%%
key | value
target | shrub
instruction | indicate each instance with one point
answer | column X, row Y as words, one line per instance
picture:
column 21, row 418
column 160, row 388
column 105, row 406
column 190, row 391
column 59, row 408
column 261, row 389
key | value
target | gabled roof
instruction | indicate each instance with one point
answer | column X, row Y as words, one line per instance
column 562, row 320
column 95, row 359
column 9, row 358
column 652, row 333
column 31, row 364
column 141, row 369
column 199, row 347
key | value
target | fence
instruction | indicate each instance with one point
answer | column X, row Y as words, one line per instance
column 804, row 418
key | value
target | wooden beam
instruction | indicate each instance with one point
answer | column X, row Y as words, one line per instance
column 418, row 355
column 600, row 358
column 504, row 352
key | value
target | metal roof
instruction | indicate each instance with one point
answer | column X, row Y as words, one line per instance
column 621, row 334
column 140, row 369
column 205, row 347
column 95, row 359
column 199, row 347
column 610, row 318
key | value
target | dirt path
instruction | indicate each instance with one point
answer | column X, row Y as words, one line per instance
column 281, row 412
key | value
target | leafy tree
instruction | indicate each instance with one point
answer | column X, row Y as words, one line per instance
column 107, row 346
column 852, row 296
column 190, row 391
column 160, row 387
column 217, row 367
%%
* **Exercise aim**
Reproduce the data above verbatim, starting at its first line and ending with the line that contains "column 261, row 389", including both.

* **Task output**
key | value
target | shrub
instruction | indicate each instance with one point
answer | column X, row Y as words, one line per instance
picture:
column 21, row 418
column 160, row 388
column 105, row 406
column 190, row 391
column 59, row 408
column 261, row 389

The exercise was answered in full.